***** Records provided *****

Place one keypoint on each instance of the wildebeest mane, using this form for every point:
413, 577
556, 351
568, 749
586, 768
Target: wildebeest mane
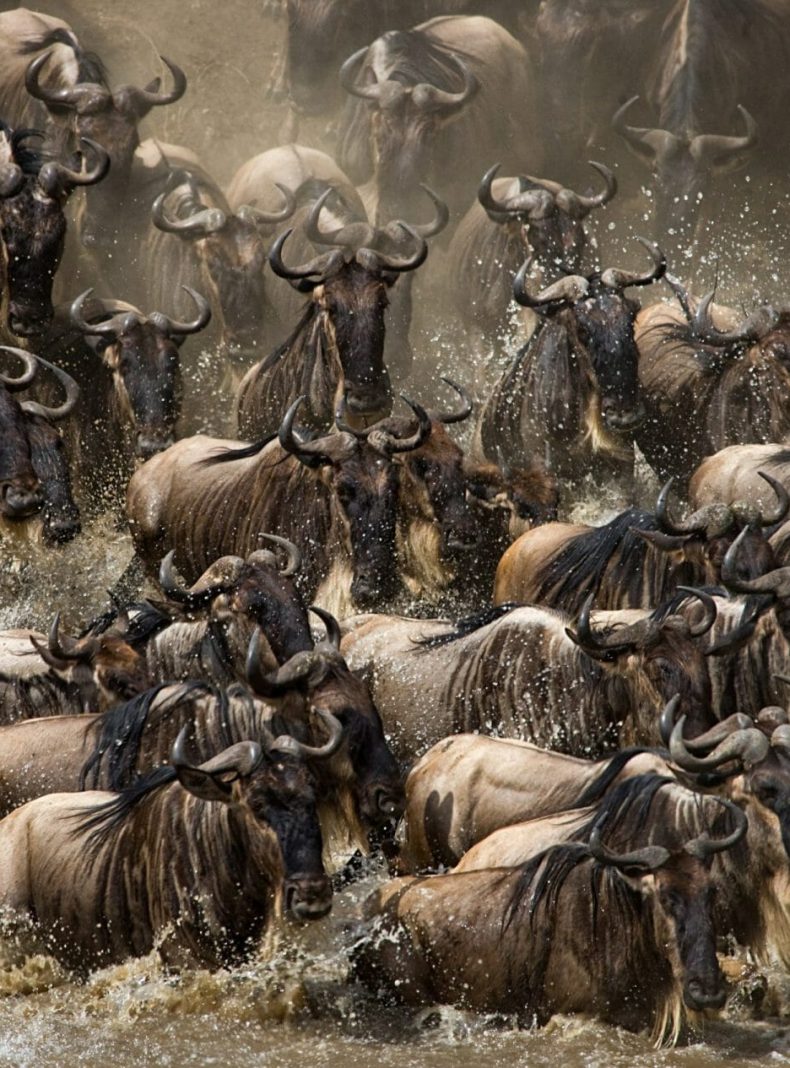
628, 803
595, 790
120, 733
90, 65
227, 455
579, 567
105, 818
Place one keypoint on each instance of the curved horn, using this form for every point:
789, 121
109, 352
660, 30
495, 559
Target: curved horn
309, 452
712, 150
587, 203
72, 390
54, 177
620, 279
710, 610
294, 556
666, 720
287, 743
398, 264
463, 412
90, 94
682, 295
441, 216
775, 583
331, 625
702, 327
389, 443
614, 644
352, 235
503, 210
783, 501
298, 277
170, 584
704, 846
169, 326
209, 220
303, 666
710, 738
748, 747
427, 95
348, 74
256, 215
647, 143
31, 366
154, 99
108, 329
241, 757
570, 288
650, 858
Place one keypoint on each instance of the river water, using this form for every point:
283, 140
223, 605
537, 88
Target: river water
298, 1007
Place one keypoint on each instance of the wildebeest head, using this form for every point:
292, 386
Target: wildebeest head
598, 320
684, 166
258, 589
550, 216
348, 289
704, 538
660, 653
685, 895
272, 784
33, 473
232, 248
364, 483
33, 192
110, 119
142, 355
421, 88
433, 481
105, 668
748, 365
365, 762
747, 758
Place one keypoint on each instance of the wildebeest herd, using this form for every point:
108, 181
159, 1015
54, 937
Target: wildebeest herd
571, 744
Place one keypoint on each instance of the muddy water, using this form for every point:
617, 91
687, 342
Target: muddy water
298, 1007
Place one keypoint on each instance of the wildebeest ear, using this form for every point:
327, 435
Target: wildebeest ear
205, 785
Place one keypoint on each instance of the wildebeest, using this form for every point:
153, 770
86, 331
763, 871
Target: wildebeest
423, 96
359, 784
73, 83
713, 92
34, 475
743, 473
708, 385
199, 240
199, 862
628, 935
321, 34
523, 673
70, 676
572, 393
511, 218
583, 36
337, 347
334, 496
128, 365
468, 786
33, 191
636, 560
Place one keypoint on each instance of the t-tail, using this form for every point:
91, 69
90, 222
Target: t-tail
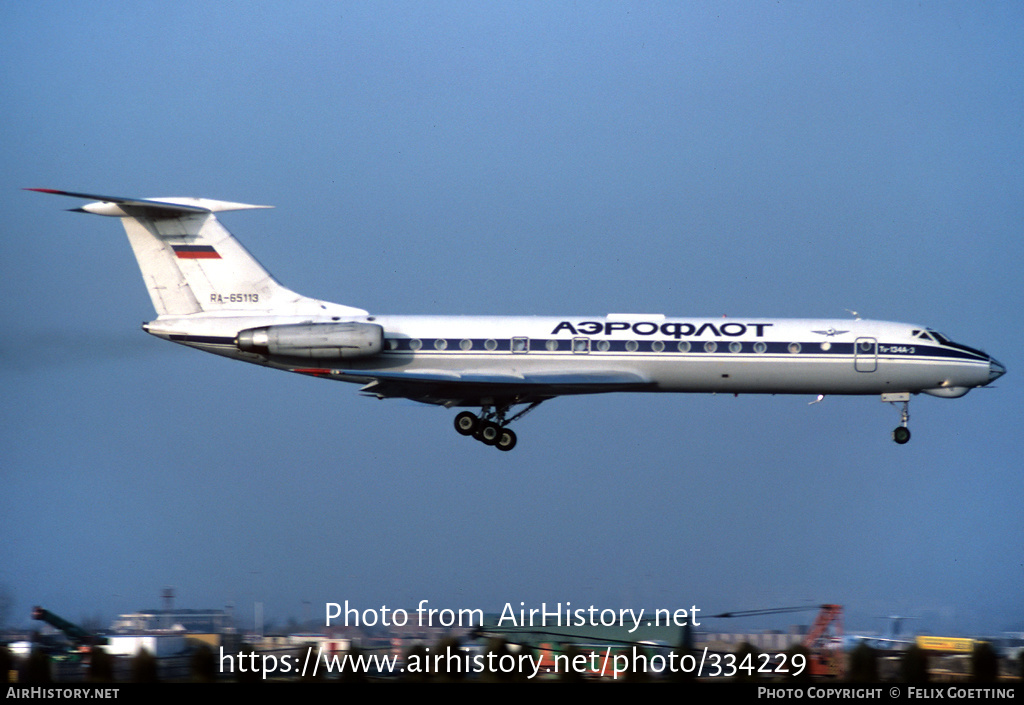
192, 264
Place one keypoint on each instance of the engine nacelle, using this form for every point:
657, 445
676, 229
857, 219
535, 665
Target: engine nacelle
314, 340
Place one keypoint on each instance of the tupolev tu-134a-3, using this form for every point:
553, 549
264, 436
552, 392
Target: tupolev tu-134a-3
210, 293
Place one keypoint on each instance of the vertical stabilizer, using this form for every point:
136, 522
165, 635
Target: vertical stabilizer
190, 263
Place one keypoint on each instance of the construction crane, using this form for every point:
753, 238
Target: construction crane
823, 640
82, 640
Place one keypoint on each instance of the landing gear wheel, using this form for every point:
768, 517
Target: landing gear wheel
506, 440
466, 423
491, 432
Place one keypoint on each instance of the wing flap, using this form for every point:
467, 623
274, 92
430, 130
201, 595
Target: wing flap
461, 388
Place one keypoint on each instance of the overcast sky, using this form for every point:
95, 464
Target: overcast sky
692, 159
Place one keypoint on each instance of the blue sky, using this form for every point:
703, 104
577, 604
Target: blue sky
691, 159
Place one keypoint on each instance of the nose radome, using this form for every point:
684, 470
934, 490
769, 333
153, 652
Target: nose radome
995, 370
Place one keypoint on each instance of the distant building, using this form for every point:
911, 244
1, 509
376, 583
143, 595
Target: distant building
204, 621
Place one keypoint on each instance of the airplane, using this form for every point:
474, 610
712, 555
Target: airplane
210, 293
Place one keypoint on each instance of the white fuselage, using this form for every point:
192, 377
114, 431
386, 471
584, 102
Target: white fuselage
706, 355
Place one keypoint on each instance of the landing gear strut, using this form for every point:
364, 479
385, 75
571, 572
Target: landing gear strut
901, 433
491, 427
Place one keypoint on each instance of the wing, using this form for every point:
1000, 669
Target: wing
451, 388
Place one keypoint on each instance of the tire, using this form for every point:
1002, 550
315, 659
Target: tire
901, 434
466, 423
489, 432
506, 440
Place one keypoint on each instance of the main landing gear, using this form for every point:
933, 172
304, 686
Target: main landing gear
491, 427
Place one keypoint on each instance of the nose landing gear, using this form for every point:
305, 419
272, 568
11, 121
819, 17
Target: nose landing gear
900, 433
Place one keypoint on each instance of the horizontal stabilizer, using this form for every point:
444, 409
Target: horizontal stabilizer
115, 205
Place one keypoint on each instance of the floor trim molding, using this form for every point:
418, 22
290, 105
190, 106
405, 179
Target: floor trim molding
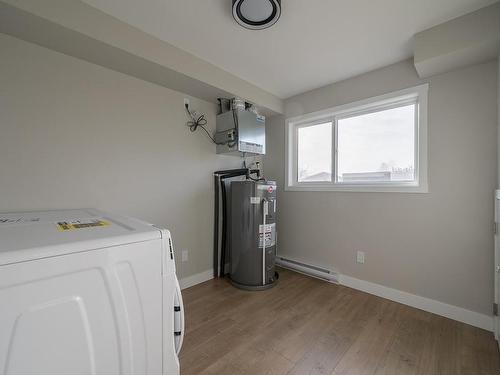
439, 308
198, 278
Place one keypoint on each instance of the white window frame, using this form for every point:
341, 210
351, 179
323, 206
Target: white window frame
417, 95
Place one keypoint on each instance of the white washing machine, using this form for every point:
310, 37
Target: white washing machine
85, 292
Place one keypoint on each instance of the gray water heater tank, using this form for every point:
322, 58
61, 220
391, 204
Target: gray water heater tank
253, 234
240, 130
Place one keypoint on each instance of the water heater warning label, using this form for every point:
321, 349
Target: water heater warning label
81, 224
269, 233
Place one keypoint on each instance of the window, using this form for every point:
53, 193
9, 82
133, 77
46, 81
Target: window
379, 144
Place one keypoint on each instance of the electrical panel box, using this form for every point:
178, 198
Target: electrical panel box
239, 131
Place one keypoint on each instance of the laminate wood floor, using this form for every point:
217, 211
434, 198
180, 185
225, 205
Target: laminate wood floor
307, 326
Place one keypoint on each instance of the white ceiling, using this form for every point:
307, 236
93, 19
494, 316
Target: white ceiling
316, 42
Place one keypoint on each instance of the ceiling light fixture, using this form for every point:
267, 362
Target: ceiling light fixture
256, 14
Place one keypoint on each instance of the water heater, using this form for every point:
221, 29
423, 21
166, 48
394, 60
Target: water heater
240, 129
252, 236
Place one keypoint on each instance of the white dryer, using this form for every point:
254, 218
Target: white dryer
83, 292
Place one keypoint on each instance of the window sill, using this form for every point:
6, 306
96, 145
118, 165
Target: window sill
360, 188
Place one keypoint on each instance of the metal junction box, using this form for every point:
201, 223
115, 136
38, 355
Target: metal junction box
239, 131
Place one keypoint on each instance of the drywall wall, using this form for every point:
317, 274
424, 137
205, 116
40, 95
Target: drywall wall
437, 245
74, 134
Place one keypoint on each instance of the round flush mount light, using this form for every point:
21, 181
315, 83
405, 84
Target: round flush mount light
256, 14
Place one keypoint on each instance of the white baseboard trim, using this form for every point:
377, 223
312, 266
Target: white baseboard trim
439, 308
198, 278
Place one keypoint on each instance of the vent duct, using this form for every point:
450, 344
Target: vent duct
256, 14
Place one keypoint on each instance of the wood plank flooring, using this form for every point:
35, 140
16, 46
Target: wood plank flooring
305, 326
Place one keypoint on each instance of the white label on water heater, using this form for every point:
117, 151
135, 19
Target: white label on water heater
270, 234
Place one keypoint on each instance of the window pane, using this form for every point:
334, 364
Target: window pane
314, 159
377, 147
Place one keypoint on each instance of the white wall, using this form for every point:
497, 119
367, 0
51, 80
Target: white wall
438, 245
73, 134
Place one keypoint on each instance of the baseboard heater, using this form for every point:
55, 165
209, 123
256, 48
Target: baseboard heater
308, 269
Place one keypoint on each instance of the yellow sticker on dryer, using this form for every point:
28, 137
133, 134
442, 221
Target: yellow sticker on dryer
81, 224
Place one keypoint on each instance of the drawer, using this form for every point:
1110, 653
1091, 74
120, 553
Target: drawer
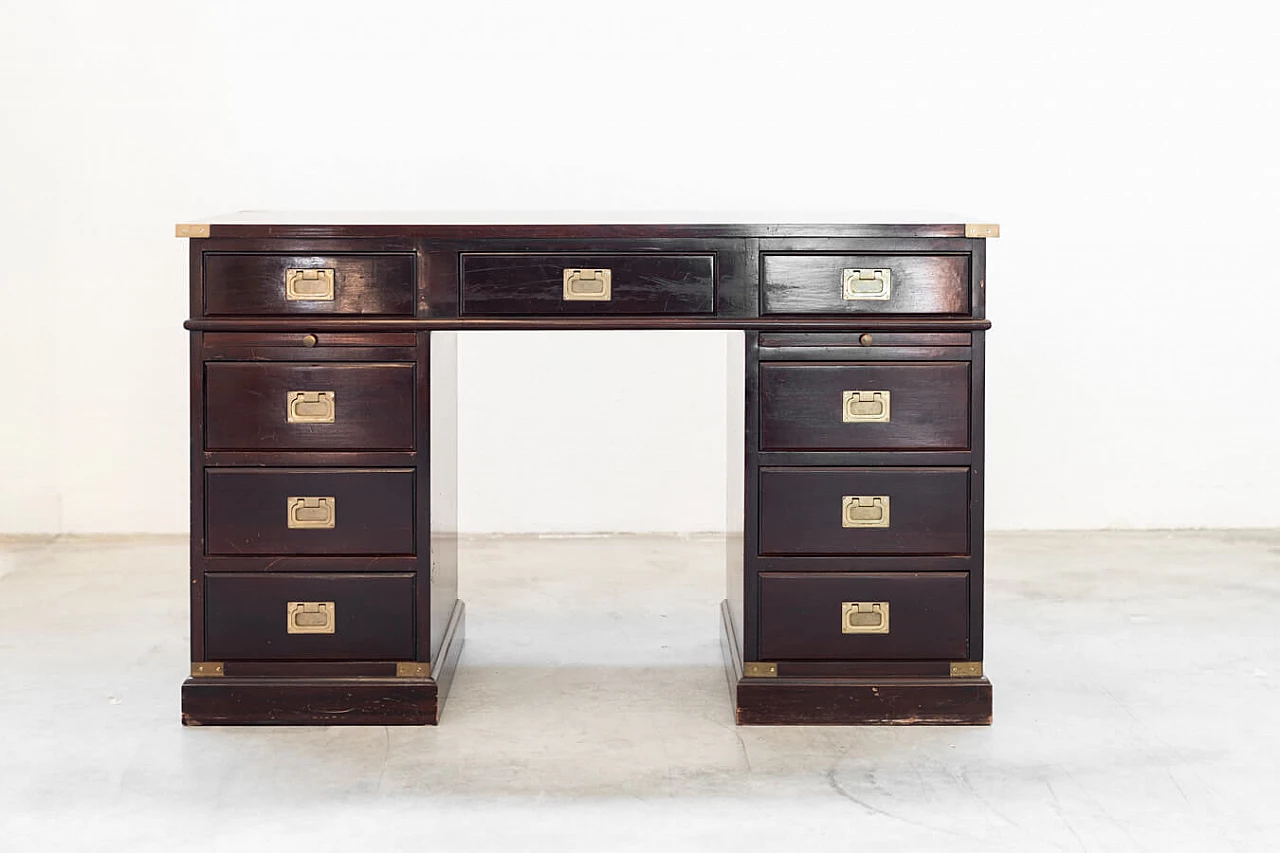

*****

List every line of the material above that contains the word "dryer".

Final result:
Place one keypoint on each instance of the white dryer, using this form for every point:
Target: white dryer
Place one keypoint on each instance of the yellow sticker on dryer, using this form for every point:
Target: yellow sticker on dryer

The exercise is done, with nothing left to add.